# Work to do
Set down all of the data that follows word for word, without the images.

# Supplied entries
....
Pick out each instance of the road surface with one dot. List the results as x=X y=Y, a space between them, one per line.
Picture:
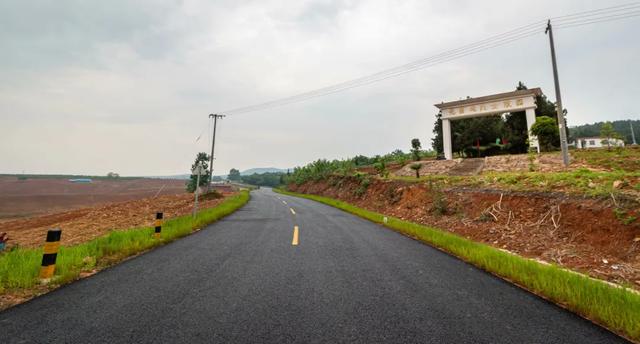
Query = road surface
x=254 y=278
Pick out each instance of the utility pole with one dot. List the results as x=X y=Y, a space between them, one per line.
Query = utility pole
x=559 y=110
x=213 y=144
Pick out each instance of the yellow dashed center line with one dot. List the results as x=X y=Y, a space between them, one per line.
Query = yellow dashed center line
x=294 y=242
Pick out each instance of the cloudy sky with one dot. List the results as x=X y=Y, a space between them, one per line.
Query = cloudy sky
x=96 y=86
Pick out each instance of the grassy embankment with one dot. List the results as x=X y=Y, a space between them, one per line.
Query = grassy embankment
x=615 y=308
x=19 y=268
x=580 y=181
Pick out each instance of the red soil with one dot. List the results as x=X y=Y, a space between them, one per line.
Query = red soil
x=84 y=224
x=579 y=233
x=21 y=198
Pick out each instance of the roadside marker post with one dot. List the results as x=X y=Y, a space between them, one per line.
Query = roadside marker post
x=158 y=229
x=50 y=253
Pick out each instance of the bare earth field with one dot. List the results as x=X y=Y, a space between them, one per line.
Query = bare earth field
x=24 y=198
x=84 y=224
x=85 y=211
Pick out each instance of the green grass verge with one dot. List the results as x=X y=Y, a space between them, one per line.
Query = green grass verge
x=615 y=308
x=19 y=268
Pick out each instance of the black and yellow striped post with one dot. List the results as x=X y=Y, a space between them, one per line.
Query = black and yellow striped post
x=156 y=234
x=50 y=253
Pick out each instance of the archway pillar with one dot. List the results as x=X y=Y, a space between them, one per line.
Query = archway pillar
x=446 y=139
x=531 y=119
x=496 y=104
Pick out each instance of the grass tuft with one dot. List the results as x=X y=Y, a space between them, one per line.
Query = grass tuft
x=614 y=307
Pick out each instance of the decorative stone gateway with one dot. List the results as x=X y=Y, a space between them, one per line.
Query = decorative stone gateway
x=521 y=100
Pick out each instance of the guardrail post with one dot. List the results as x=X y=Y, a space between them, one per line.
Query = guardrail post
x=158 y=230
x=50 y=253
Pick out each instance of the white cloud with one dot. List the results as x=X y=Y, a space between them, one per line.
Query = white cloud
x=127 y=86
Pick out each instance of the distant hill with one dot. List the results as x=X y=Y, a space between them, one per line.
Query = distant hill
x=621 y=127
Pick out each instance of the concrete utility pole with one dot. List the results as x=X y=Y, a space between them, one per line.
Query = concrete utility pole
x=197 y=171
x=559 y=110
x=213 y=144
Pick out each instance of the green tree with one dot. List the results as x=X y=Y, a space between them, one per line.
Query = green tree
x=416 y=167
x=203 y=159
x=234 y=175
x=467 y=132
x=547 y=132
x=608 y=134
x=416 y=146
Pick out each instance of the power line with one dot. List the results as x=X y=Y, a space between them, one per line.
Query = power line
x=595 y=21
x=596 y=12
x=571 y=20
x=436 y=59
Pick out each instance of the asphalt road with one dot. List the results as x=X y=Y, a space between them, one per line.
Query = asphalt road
....
# Output
Pick out each instance of the road surface with one dot. List the results as x=X y=Y, a space between them, one per line.
Picture:
Query = road surface
x=254 y=278
Pick out each instance of the utility pole with one dot. List the results as x=X y=Y, a space between them, one per line.
Query = utility pole
x=559 y=110
x=213 y=144
Pick out each instance of the yellow dashed center line with one dot. List the results as x=X y=Y, a space between them, one per line.
Query = yellow dashed center line
x=294 y=242
Pick out each instance of the cloudy sky with one dot. List the results as x=X y=Y, a space between them, one per line.
Query = cloudy sky
x=96 y=86
Pick out each instance of the grassy embankment with one dot. List the results as x=X y=Y, a space between them, one per line.
Query = grassy embankment
x=615 y=308
x=19 y=268
x=580 y=181
Pick out each instance of the red soil with one dot. List the results as x=X y=Y, a space between them, one per line.
Query = red soil
x=84 y=224
x=579 y=233
x=21 y=198
Pick out each instance of the roadside marker post with one dot. List the results as x=X y=Y, a space between them, one per line.
Query = roadside marker post
x=158 y=229
x=50 y=253
Pick out each instance of the bare earth field with one dot. List the results as x=X y=Y, a space between them, one per line.
Query = bare earth field
x=24 y=198
x=84 y=224
x=85 y=211
Pick out each instance of the green grass verge with one dot. List the results as x=X y=Y, a space between them, one per line.
Query = green grass verge
x=615 y=308
x=19 y=268
Pick out each instance of the black and yellow striped post with one dot. List the results as x=X y=Y, a space between them, one per line.
Query = black and yellow striped post
x=156 y=234
x=50 y=253
Pick out each instance of the archway pillar with one dot. List the results as x=X y=Y, a space between them, one per line.
Query = archway pillar
x=446 y=139
x=531 y=119
x=496 y=104
Pick out each instance of the grass tuft with one dot. List the results as x=X y=Y, a space between them, one per line.
Query = grass tuft
x=614 y=307
Pick out each instance of the decorative stone gateway with one dot. List the results as x=X y=Y, a space between them, one per line.
Query = decorative stone gateway
x=521 y=100
Pick out each instance of the guardrail post with one dot. List the results as x=X y=Y, a space between them, one per line.
Query = guardrail post
x=158 y=230
x=50 y=253
Pick out each instance of the white cloud with one dot. List the results as x=X y=Y, a space between them, one per line.
Query = white cloud
x=127 y=86
Pick out each instance of the distant hill with one dot. List the results as x=X y=Y, a space between them, one per line.
Query = distant hill
x=621 y=127
Pick out each instance of the concrete utility pole with one dot. List the results as x=X y=Y, a space between them, one per line.
Query = concrete utility pole
x=197 y=171
x=559 y=110
x=213 y=144
Pick out each instance of the green tree with one dot. List the results as x=X y=Y, a space between them, one per line.
Query = green tree
x=416 y=167
x=203 y=159
x=234 y=175
x=467 y=132
x=547 y=132
x=608 y=134
x=416 y=146
Pick out each instance of the power line with one dot. List the results as x=X y=Y, a space between them, one per line.
Query = power line
x=595 y=21
x=596 y=12
x=571 y=20
x=436 y=59
Pick out each instance of the asphalt road with one dot. List the results as x=X y=Y, a space between them, one per line.
Query = asphalt road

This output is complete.